The album, which the band released on their own label Rock Action in the U.K. and Europe, and on Temporary Residence Limited in the States, was called “brash, gritty, unpretentious and thrillingly claustrophobic” by Pitchfork, a step beyond the “guitarmageddons” of their earlier career and “textbook late-period Mogwai: distant, pensive, electro-curious but noncommittal.”
From the aforementioned pop leanings of “Party In The Dark” to the Scot’s tongue-in-cheek heaviness of “Brain Sweeties,” and from the ironically-named, but mellow “aka 47” to the spiritual folk drone of “1000 Foot Face,” the band explores vast soundscapes on Every Country’s Sun.
In addition to their two-decade career, Braithwaite and his bandmates Dominic Aitchison, Martin Bulloch and Barry Burns gained massive notoriety in recent years for scoring films including 2006’s Zidane: A 21st Century Portrait, 2015’s chilling nuclear documentary Atomic, Living in Dread and Promise and 2016’s film about climate change Before The Flood, which featured Leonardo DiCaprio as one of the film’s producers and the famed Martin Scorsese as executive producer. Every Country’s Sun track “Coolverine,” in fact, originally appeared on the Before The Flood soundtrack and the group re-worked it to be “less soundtracky” for the album.

☆ ☆ ☆

[ASSIGNMENT] From the passage about the album Every Country's Sun, list every song title that appears in quotation marks. The data that comes after this passage has no connection to it.

☆ ☆ ☆

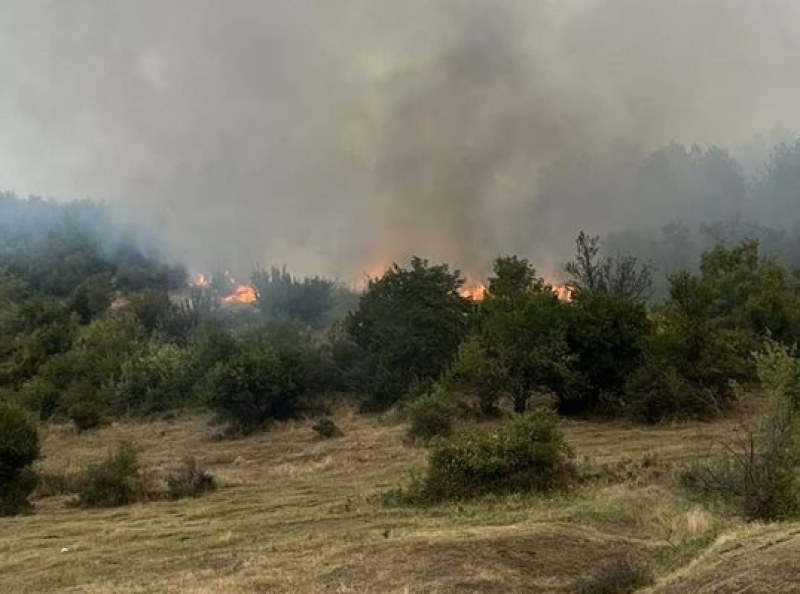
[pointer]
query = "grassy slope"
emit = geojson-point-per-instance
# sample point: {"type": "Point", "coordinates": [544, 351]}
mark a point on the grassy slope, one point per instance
{"type": "Point", "coordinates": [295, 514]}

☆ ☆ ☆

[TASK RESPONSE]
- "Party In The Dark"
- "Brain Sweeties"
- "aka 47"
- "1000 Foot Face"
- "Coolverine"